- WRITTEN REQUEST A -
From the biography of William Murray Stone, reproduce the passage that begins with the words "William Murray Stone, D.D." and ends after the words "until his death.".
- WRITTEN REQUEST B -
According to the biography of William Murray Stone, which cousin of his signed the Declaration of Independence?

William Murray Stone, D.D. (June 1, 1779–February 26, 1838) was an American Episcopal clergyman from Maryland. He was bishop of the Episcopal Diocese of Maryland at Baltimore from 1830 until his death.

Early life
William was born in Somerset County to John and Betsy (Murray) Stone. His family had been important in the development of Maryland for over a hundred years. His great-great-grandfather William Stone had served as governor of the colony, and a cousin (Thomas Stone) signed the Declaration of Independence. William attended Washington College in Chestertown, Maryland and graduated in 1799. After college, Stone studied theology.

Ministry

Bishop Thomas Claggett ordained him a deacon in Prince George's County on December 3, 1803. After his ordination as priest, Kemp became rector of Stepney Parish then in Somerset County, Maryland. He served there for over twenty years until he was transferred to be rector of St. Paul's in Chestertown, Maryland in 1829.

Dataset excerpts on object pointing:
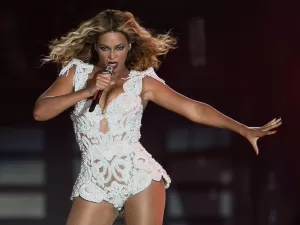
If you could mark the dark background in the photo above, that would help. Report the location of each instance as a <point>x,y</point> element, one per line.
<point>250,74</point>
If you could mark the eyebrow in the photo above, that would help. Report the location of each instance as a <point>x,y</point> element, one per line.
<point>108,47</point>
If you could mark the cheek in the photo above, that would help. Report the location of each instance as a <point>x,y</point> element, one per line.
<point>102,54</point>
<point>124,54</point>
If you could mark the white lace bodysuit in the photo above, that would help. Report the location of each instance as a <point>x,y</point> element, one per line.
<point>114,165</point>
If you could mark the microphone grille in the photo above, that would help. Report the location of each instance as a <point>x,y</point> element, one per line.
<point>109,69</point>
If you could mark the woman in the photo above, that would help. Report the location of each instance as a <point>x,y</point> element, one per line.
<point>117,173</point>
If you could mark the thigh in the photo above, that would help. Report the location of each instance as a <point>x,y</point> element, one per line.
<point>89,213</point>
<point>146,207</point>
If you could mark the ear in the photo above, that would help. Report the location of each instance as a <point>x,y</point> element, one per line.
<point>95,47</point>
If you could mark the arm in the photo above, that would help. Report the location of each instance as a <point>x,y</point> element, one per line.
<point>195,111</point>
<point>58,97</point>
<point>203,113</point>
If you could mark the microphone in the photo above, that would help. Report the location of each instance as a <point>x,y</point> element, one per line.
<point>98,93</point>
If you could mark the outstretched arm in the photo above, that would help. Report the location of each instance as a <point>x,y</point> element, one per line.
<point>203,113</point>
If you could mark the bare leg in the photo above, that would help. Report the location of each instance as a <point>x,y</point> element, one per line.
<point>89,213</point>
<point>146,207</point>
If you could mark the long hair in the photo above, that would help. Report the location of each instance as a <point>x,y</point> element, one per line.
<point>146,45</point>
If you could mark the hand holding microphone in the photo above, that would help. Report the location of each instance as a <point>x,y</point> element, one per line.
<point>100,81</point>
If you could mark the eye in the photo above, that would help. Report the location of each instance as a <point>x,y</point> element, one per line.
<point>103,48</point>
<point>119,48</point>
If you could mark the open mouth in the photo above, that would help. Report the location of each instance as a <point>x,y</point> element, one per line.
<point>113,64</point>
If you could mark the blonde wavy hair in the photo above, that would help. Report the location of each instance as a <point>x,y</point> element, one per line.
<point>146,45</point>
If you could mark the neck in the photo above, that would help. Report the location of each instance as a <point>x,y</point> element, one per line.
<point>120,73</point>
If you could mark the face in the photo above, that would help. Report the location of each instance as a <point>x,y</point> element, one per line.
<point>112,49</point>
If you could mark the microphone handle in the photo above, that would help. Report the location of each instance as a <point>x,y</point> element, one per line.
<point>95,100</point>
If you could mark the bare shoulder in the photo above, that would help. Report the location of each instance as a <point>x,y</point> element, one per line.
<point>62,85</point>
<point>151,85</point>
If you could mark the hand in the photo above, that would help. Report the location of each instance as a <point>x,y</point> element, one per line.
<point>252,134</point>
<point>100,81</point>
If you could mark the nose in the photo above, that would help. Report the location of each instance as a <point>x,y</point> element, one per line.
<point>111,54</point>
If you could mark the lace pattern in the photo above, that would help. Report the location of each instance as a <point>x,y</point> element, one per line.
<point>114,164</point>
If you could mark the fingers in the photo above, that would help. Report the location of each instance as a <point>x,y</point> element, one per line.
<point>103,81</point>
<point>272,124</point>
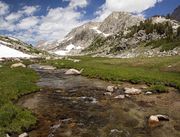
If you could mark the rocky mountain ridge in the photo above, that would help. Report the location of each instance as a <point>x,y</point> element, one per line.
<point>121,34</point>
<point>81,37</point>
<point>176,14</point>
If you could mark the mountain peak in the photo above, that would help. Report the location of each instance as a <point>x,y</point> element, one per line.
<point>176,14</point>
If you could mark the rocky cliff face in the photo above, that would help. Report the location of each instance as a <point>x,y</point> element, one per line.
<point>119,21</point>
<point>133,41</point>
<point>176,14</point>
<point>81,37</point>
<point>121,34</point>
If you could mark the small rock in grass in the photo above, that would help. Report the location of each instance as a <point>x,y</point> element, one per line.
<point>24,135</point>
<point>18,65</point>
<point>148,93</point>
<point>154,120</point>
<point>7,135</point>
<point>108,93</point>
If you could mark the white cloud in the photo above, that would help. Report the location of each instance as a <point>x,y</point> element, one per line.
<point>4,8</point>
<point>13,17</point>
<point>77,3</point>
<point>135,6</point>
<point>30,10</point>
<point>28,22</point>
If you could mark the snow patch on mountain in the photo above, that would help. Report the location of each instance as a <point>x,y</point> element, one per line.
<point>6,52</point>
<point>100,32</point>
<point>67,50</point>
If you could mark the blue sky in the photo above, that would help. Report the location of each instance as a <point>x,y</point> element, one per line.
<point>34,20</point>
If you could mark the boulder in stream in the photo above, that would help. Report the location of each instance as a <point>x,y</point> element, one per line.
<point>110,88</point>
<point>132,91</point>
<point>73,72</point>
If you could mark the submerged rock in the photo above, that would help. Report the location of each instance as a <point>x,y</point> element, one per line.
<point>120,97</point>
<point>73,72</point>
<point>18,65</point>
<point>132,91</point>
<point>24,135</point>
<point>110,88</point>
<point>148,93</point>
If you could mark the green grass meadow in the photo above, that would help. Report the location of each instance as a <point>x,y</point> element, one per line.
<point>156,70</point>
<point>15,83</point>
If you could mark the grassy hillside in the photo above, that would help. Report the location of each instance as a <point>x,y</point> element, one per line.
<point>13,84</point>
<point>162,70</point>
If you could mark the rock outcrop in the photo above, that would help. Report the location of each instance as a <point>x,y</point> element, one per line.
<point>176,14</point>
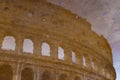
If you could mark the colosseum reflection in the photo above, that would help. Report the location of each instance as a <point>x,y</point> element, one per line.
<point>42,41</point>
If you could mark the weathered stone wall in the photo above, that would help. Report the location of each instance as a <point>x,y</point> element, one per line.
<point>41,22</point>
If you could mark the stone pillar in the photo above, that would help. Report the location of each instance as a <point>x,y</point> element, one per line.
<point>79,60</point>
<point>16,72</point>
<point>54,50</point>
<point>88,62</point>
<point>96,66</point>
<point>19,44</point>
<point>36,73</point>
<point>37,48</point>
<point>68,55</point>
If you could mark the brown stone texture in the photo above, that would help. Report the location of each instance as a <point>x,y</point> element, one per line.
<point>40,22</point>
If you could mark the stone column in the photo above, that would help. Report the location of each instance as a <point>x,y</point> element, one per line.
<point>19,44</point>
<point>88,62</point>
<point>37,48</point>
<point>79,60</point>
<point>68,55</point>
<point>54,50</point>
<point>16,72</point>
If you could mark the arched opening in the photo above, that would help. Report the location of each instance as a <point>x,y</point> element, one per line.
<point>77,78</point>
<point>46,76</point>
<point>60,53</point>
<point>28,46</point>
<point>9,43</point>
<point>45,49</point>
<point>27,74</point>
<point>73,57</point>
<point>6,72</point>
<point>63,77</point>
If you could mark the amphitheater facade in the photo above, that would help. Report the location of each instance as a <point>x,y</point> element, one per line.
<point>42,41</point>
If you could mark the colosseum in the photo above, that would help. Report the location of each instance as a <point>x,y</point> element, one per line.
<point>43,41</point>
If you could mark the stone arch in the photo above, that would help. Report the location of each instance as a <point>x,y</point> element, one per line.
<point>27,74</point>
<point>6,72</point>
<point>45,49</point>
<point>61,53</point>
<point>9,43</point>
<point>63,77</point>
<point>77,78</point>
<point>46,75</point>
<point>28,46</point>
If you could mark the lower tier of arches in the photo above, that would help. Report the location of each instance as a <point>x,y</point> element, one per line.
<point>26,71</point>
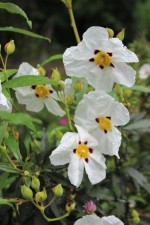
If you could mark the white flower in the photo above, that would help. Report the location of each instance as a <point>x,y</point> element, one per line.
<point>36,96</point>
<point>95,220</point>
<point>101,60</point>
<point>80,150</point>
<point>144,71</point>
<point>99,114</point>
<point>67,95</point>
<point>5,104</point>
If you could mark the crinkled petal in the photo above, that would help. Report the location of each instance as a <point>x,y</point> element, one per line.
<point>5,104</point>
<point>75,170</point>
<point>94,168</point>
<point>26,69</point>
<point>111,220</point>
<point>124,74</point>
<point>109,142</point>
<point>53,107</point>
<point>61,155</point>
<point>85,136</point>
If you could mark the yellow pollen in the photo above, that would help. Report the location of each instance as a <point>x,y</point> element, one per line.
<point>102,59</point>
<point>105,123</point>
<point>82,151</point>
<point>42,91</point>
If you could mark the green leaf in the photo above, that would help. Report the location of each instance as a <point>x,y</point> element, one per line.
<point>20,119</point>
<point>5,202</point>
<point>8,74</point>
<point>25,32</point>
<point>141,124</point>
<point>51,58</point>
<point>3,127</point>
<point>139,178</point>
<point>12,8</point>
<point>14,147</point>
<point>28,80</point>
<point>7,168</point>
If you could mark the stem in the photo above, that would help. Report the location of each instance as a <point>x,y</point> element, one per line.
<point>54,219</point>
<point>10,161</point>
<point>73,23</point>
<point>50,202</point>
<point>68,117</point>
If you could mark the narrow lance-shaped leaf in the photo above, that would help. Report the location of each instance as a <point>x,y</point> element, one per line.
<point>14,147</point>
<point>12,8</point>
<point>25,32</point>
<point>27,80</point>
<point>3,127</point>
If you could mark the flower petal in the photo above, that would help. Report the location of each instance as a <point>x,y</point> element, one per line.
<point>85,136</point>
<point>94,168</point>
<point>75,170</point>
<point>61,155</point>
<point>53,107</point>
<point>124,74</point>
<point>109,142</point>
<point>26,69</point>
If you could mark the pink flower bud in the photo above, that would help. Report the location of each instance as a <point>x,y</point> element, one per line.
<point>89,207</point>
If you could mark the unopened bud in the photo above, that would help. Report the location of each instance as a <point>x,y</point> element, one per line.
<point>58,190</point>
<point>59,134</point>
<point>41,71</point>
<point>35,184</point>
<point>56,75</point>
<point>121,35</point>
<point>41,196</point>
<point>61,86</point>
<point>110,32</point>
<point>10,47</point>
<point>26,192</point>
<point>70,206</point>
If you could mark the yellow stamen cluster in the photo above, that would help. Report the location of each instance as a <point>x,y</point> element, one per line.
<point>102,59</point>
<point>82,151</point>
<point>42,91</point>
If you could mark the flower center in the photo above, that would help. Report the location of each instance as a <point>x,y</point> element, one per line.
<point>102,59</point>
<point>82,151</point>
<point>104,123</point>
<point>41,91</point>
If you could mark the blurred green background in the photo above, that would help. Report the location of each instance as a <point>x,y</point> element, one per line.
<point>51,19</point>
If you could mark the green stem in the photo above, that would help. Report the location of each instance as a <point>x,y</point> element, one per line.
<point>10,161</point>
<point>68,117</point>
<point>50,202</point>
<point>54,219</point>
<point>73,23</point>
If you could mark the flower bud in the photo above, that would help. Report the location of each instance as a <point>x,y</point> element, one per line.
<point>121,34</point>
<point>135,216</point>
<point>26,192</point>
<point>56,75</point>
<point>10,47</point>
<point>79,86</point>
<point>35,184</point>
<point>41,196</point>
<point>58,190</point>
<point>70,206</point>
<point>110,32</point>
<point>41,71</point>
<point>61,86</point>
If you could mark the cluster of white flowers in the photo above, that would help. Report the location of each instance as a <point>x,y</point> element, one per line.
<point>101,61</point>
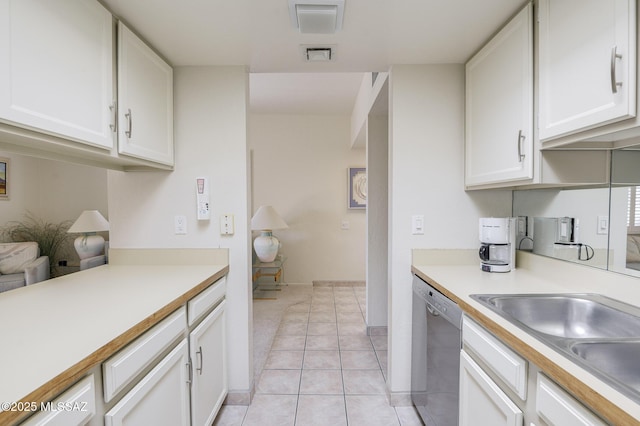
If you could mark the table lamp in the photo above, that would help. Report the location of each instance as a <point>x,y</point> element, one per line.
<point>266,245</point>
<point>89,244</point>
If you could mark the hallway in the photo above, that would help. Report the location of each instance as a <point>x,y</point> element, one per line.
<point>315,365</point>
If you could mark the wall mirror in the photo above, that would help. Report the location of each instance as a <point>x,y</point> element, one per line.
<point>599,227</point>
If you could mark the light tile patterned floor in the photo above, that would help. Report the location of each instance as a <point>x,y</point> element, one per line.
<point>322,368</point>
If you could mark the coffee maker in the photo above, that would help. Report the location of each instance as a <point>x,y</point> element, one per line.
<point>497,244</point>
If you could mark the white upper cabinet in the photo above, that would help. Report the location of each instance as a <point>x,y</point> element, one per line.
<point>499,106</point>
<point>145,101</point>
<point>56,69</point>
<point>587,64</point>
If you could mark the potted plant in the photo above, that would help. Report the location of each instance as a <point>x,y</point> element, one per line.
<point>51,237</point>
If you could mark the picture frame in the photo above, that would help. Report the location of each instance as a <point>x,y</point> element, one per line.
<point>5,178</point>
<point>357,189</point>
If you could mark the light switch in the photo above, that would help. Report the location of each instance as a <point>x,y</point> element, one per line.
<point>180,225</point>
<point>417,224</point>
<point>226,224</point>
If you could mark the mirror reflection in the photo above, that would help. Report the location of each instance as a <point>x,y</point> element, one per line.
<point>624,244</point>
<point>564,223</point>
<point>599,227</point>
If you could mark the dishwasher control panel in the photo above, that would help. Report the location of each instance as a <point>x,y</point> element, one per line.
<point>438,302</point>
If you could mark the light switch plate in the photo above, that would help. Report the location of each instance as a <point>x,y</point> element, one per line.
<point>180,225</point>
<point>417,224</point>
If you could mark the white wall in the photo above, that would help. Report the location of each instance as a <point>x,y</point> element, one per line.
<point>426,177</point>
<point>300,168</point>
<point>211,140</point>
<point>377,218</point>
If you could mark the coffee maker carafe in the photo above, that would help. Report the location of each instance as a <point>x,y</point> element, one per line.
<point>497,244</point>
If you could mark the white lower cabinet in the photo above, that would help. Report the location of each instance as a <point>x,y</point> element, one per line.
<point>558,408</point>
<point>160,398</point>
<point>188,385</point>
<point>493,378</point>
<point>208,355</point>
<point>482,398</point>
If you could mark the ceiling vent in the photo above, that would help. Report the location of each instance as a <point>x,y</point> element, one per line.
<point>318,54</point>
<point>317,16</point>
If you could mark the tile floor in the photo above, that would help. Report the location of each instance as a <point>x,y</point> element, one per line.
<point>317,366</point>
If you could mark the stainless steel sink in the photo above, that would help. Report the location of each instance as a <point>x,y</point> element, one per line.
<point>599,333</point>
<point>617,359</point>
<point>566,315</point>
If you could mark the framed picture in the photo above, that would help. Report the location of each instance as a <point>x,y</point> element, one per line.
<point>357,187</point>
<point>4,178</point>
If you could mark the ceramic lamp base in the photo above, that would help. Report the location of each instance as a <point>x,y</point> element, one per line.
<point>266,246</point>
<point>89,245</point>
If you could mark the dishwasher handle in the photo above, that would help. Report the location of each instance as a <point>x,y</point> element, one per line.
<point>432,310</point>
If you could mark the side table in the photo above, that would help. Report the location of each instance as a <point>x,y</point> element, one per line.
<point>274,271</point>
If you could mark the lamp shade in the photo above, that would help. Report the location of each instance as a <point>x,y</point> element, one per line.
<point>89,221</point>
<point>266,218</point>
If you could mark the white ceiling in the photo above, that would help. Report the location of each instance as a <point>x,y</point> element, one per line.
<point>259,34</point>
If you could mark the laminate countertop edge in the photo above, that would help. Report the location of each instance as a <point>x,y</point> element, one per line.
<point>202,277</point>
<point>612,405</point>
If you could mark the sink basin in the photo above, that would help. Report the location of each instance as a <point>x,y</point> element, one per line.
<point>616,359</point>
<point>596,332</point>
<point>573,316</point>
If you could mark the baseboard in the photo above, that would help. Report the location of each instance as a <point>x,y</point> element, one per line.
<point>321,283</point>
<point>399,399</point>
<point>239,397</point>
<point>377,330</point>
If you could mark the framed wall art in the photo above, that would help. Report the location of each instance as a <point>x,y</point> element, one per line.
<point>357,187</point>
<point>4,178</point>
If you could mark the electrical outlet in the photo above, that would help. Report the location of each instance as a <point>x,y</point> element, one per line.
<point>417,224</point>
<point>522,226</point>
<point>226,224</point>
<point>603,225</point>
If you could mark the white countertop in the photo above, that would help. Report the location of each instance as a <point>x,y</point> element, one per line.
<point>541,275</point>
<point>54,331</point>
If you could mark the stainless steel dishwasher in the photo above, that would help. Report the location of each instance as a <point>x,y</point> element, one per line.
<point>435,355</point>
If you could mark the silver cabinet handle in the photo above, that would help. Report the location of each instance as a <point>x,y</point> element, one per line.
<point>521,138</point>
<point>614,55</point>
<point>114,117</point>
<point>201,360</point>
<point>129,123</point>
<point>189,371</point>
<point>432,310</point>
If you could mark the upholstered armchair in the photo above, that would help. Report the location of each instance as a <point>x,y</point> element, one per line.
<point>21,265</point>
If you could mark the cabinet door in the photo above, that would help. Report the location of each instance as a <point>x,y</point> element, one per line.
<point>558,408</point>
<point>208,355</point>
<point>499,106</point>
<point>145,100</point>
<point>587,64</point>
<point>56,68</point>
<point>160,398</point>
<point>481,398</point>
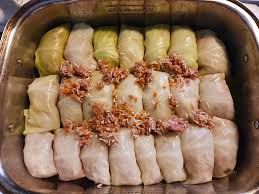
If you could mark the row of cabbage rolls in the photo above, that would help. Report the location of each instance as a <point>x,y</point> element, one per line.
<point>194,156</point>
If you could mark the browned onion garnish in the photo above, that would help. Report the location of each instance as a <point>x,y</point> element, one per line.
<point>143,124</point>
<point>172,103</point>
<point>81,71</point>
<point>105,123</point>
<point>82,130</point>
<point>143,72</point>
<point>78,90</point>
<point>174,124</point>
<point>160,128</point>
<point>201,118</point>
<point>66,69</point>
<point>100,85</point>
<point>112,75</point>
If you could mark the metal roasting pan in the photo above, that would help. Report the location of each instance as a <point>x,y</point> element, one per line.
<point>233,22</point>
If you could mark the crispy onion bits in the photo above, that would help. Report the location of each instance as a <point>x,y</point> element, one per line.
<point>174,124</point>
<point>68,69</point>
<point>172,103</point>
<point>82,130</point>
<point>142,124</point>
<point>77,89</point>
<point>175,66</point>
<point>105,123</point>
<point>112,75</point>
<point>124,113</point>
<point>201,118</point>
<point>143,72</point>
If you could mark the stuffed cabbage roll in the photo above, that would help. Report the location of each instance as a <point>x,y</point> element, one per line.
<point>95,161</point>
<point>100,93</point>
<point>212,55</point>
<point>69,108</point>
<point>146,158</point>
<point>49,54</point>
<point>170,157</point>
<point>66,156</point>
<point>43,114</point>
<point>225,137</point>
<point>183,44</point>
<point>198,153</point>
<point>79,48</point>
<point>105,45</point>
<point>131,46</point>
<point>38,155</point>
<point>156,95</point>
<point>157,42</point>
<point>186,96</point>
<point>129,91</point>
<point>215,97</point>
<point>123,166</point>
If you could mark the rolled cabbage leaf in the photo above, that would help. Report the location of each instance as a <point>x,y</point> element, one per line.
<point>49,54</point>
<point>98,95</point>
<point>131,46</point>
<point>146,158</point>
<point>95,161</point>
<point>198,153</point>
<point>225,137</point>
<point>156,96</point>
<point>66,156</point>
<point>69,108</point>
<point>215,97</point>
<point>105,45</point>
<point>170,157</point>
<point>79,48</point>
<point>186,96</point>
<point>123,165</point>
<point>38,155</point>
<point>43,114</point>
<point>212,55</point>
<point>130,92</point>
<point>157,42</point>
<point>183,44</point>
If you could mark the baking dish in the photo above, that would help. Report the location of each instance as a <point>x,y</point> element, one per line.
<point>238,29</point>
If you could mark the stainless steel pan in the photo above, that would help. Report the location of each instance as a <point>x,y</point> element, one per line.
<point>238,29</point>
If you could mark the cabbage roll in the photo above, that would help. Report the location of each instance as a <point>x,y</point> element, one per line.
<point>183,44</point>
<point>131,46</point>
<point>49,54</point>
<point>79,48</point>
<point>186,96</point>
<point>157,42</point>
<point>170,157</point>
<point>95,161</point>
<point>105,45</point>
<point>198,153</point>
<point>66,156</point>
<point>38,155</point>
<point>146,158</point>
<point>43,114</point>
<point>129,91</point>
<point>156,95</point>
<point>123,166</point>
<point>225,137</point>
<point>212,55</point>
<point>215,97</point>
<point>97,94</point>
<point>69,108</point>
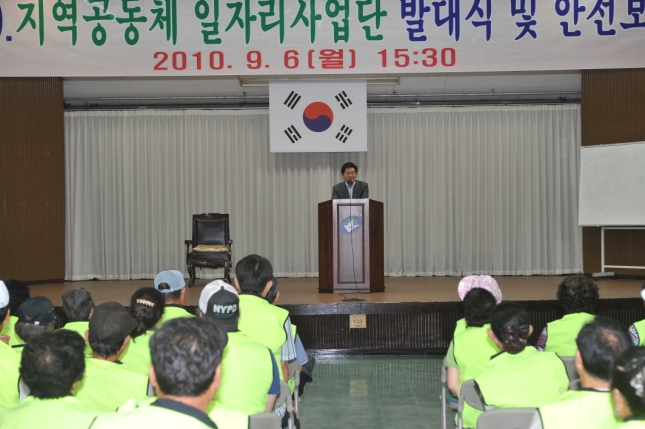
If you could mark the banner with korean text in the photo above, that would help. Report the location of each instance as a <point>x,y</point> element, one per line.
<point>71,38</point>
<point>317,116</point>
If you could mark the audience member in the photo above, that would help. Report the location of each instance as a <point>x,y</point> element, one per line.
<point>18,293</point>
<point>147,307</point>
<point>470,351</point>
<point>599,343</point>
<point>628,388</point>
<point>35,316</point>
<point>107,384</point>
<point>172,285</point>
<point>469,283</point>
<point>9,360</point>
<point>519,376</point>
<point>78,307</point>
<point>186,355</point>
<point>51,366</point>
<point>578,297</point>
<point>250,381</point>
<point>637,329</point>
<point>260,321</point>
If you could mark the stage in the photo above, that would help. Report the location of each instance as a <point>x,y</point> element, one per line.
<point>415,315</point>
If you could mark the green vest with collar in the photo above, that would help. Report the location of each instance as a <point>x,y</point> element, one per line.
<point>141,414</point>
<point>9,375</point>
<point>263,323</point>
<point>9,328</point>
<point>580,408</point>
<point>640,329</point>
<point>107,385</point>
<point>59,413</point>
<point>562,333</point>
<point>246,376</point>
<point>228,419</point>
<point>528,379</point>
<point>473,350</point>
<point>80,327</point>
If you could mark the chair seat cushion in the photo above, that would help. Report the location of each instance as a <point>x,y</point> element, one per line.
<point>215,248</point>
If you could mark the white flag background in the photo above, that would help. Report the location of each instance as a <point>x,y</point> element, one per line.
<point>318,116</point>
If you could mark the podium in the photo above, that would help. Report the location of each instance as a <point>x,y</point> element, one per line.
<point>351,246</point>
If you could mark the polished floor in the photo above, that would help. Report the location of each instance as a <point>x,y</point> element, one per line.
<point>374,392</point>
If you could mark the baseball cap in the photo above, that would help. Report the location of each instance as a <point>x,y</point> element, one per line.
<point>4,295</point>
<point>484,282</point>
<point>112,322</point>
<point>37,310</point>
<point>174,279</point>
<point>220,302</point>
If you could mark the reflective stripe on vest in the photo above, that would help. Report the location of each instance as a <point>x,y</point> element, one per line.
<point>561,334</point>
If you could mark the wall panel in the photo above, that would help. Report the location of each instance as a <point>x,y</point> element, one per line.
<point>32,179</point>
<point>613,111</point>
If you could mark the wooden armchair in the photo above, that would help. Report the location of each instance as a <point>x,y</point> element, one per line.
<point>210,246</point>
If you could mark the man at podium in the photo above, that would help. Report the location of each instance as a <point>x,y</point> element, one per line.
<point>350,187</point>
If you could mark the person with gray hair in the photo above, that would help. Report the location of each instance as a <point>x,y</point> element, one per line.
<point>78,306</point>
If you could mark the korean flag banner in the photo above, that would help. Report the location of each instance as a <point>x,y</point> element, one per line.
<point>318,116</point>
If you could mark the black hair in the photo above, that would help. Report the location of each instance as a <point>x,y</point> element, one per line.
<point>578,294</point>
<point>146,306</point>
<point>52,364</point>
<point>3,312</point>
<point>599,343</point>
<point>169,296</point>
<point>348,165</point>
<point>29,331</point>
<point>628,376</point>
<point>106,348</point>
<point>185,354</point>
<point>253,272</point>
<point>77,304</point>
<point>511,325</point>
<point>273,291</point>
<point>478,306</point>
<point>18,293</point>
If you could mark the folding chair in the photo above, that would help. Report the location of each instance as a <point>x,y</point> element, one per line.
<point>572,373</point>
<point>508,418</point>
<point>294,372</point>
<point>265,421</point>
<point>285,397</point>
<point>444,395</point>
<point>470,395</point>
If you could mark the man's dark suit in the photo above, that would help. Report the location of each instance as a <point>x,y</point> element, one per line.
<point>339,191</point>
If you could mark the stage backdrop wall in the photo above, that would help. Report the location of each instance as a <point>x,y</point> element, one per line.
<point>483,189</point>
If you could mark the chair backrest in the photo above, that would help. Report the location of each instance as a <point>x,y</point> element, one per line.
<point>471,395</point>
<point>570,366</point>
<point>265,421</point>
<point>210,228</point>
<point>508,418</point>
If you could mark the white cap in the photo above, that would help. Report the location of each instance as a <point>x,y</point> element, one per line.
<point>212,288</point>
<point>4,295</point>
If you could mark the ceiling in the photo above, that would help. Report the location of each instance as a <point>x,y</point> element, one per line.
<point>411,90</point>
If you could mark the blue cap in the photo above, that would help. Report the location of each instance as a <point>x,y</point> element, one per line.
<point>173,278</point>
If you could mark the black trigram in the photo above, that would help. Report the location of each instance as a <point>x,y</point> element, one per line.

- CORRECT ANSWER A -
William Murray Stone, D.D. (June 1, 1779–February 26, 1838) was an American Episcopal clergyman from Maryland. He was bishop of the Episcopal Diocese of Maryland at Baltimore from 1830 until his death.

- CORRECT ANSWER B -
Thomas Stone